───── Selected excerpt

Thought Leadership At UC-Davis Graduate School Of Management: Professor Michelle Yetman On Non-Profit Reporting & Governance

Professor Michelle Yetman has long been fascinated by a critical but less-exampled sector of the American economy: Non-profit organizations. Early in her academic career, the professor at UC Davis Graduate School of Management chose not to tread the familiar ground of corporate reporting and governance. But rather to dive deep into how non-profits reported results and how their governance impacted accurate reporting.

Her research has shown that non-profit reporting on required statements by the Internal Revenue Service is often incomplete and inaccurate. Because these organizations are not subject to taxation, there is little incentive for the IRS to actively audit the forms they file with the agency.

Yetman has been at UC Davis in accounting for 20 years. She began her teaching career at the University of Iowa after earning her PhD in account from the University of North Carolina at Chapel Hill. She also has an MBA from Texas A &M.

In this wide-ranging conversation, part of the Thought Leadership Series at UC Davis Graduate School of Management, Yetman looks back on her career and the insights she has gained on the reporting and governance of non-profit institutions. She is interviewed by former Businessweek Executive Editor and Poets&Quants Editor-in-Chief John A. Byrne. The following transcript has been edited for clarity.

John A. Byrne: What drew you to academia?

Michelle Yetman: I did like being a student. You know, it was kind of funny because I didn’t do that well in high school, or even my first year in college. But then I figured it out after that, and I started doing well. I realized that you spend a lot of time at your job. There are only a few things in life that matter. Your bed, you spend a lot of time in bed; your job, and the people you spend time with. So along those lines, I started thinking about how I wanted to spend my time.

I didn’t want a job; I wanted a career. I wanted something I was passionate about. And the idea of lifelong learning appealed to me. In my second year in college, I started becoming a lot more curious and a lot more into personal development, always wanting to sort of improve and learn. Academics went in line with that.

I was initially attracted to accounting because I was good at it. It was natural. I struggled my first year in college because I went out and had a little bit too much fun, but accounting clicked with me. Most of the other students were struggling in the class. And I’m like, this just clicks with me. I think it spoke to my sort of analytical side, my left brain, and my need for balance.

And that’s initially when I got into it in the long run. I worked as an accountant for several years after my undergraduate degree, and I did find that it was pretty boring to be a corporate accountant doing the same thing every month, every quarter, but I also did learn that accounting wasn’t as much of a science as I thought it was.  There was a lot more art in it, a lot more uncertainty, and I was very curious about that, and when I was an undergraduate, I did some teaching in accounting, some tutoring, and I loved teaching.  So I just wanted to share that with students.

Byrne: And you decided to get your PhD in the field. The first deep dive you do in research is obviously your PhD dissertation. What did you study? 

Yetman: I was at UNC, and they were fairly mainstream. Most of the faculty there at the time did empirical financial research, which was corporations looking at stock prices and accounting information. So I sort of followed along that line, being trained there, doing empirical financial research. My dissertation has nothing to do with what I do now. 

I’m glad I can now laugh about my dissertation because it was a tough road for me. I went into a very big pond, where a lot of people were doing research. And it overlapped heavily with a very technical area. I looked at initial public offering (IPO) firms. And I was trying to understand the anomalies that went on with them. I found that they were initially underpriced. And when they go to market, there would be a huge run-up on the first day. The next three years after that, they underperform. So I was trying to understand those anomalies by looking at IPO firms and comparing them to seasoned firms to try to figure out what their price should have been at the public offering.  I tried to predict the underpricing and the long-run underperformance.

──────────
───── Record extracts

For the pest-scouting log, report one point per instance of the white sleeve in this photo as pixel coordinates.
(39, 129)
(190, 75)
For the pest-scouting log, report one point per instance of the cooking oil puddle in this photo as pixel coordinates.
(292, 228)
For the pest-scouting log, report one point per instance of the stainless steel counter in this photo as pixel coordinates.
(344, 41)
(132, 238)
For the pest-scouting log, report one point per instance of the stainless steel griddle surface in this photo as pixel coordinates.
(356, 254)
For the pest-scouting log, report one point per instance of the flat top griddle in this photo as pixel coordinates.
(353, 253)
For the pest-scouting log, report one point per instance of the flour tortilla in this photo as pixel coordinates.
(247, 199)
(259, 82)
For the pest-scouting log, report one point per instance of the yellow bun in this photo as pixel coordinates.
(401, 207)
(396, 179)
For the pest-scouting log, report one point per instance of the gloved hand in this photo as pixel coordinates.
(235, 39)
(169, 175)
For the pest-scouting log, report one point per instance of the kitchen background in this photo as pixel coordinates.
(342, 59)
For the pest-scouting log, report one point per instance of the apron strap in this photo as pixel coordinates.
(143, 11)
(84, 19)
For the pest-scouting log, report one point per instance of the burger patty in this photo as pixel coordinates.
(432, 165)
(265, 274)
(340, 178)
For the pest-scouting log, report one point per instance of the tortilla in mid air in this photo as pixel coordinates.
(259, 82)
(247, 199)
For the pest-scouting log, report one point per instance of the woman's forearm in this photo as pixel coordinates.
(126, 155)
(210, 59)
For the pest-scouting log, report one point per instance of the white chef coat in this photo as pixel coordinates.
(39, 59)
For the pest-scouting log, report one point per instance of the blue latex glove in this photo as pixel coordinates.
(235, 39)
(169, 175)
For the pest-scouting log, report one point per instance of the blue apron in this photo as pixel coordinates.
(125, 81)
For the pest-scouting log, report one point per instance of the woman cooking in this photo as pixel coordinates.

──────────

Aim :: Rewrite the section of the article on Professor Michelle Yetman that starts with the words "Professor Michelle Yetman has" and ends with "impacted accurate reporting.", substituting "oversight" for "governance".

Task response ::
Professor Michelle Yetman has long been fascinated by a critical but less-exampled sector of the American economy: Non-profit organizations. Early in her academic career, the professor at UC Davis Graduate School of Management chose not to tread the familiar ground of corporate reporting and oversight. But rather to dive deep into how non-profits reported results and how their oversight impacted accurate reporting.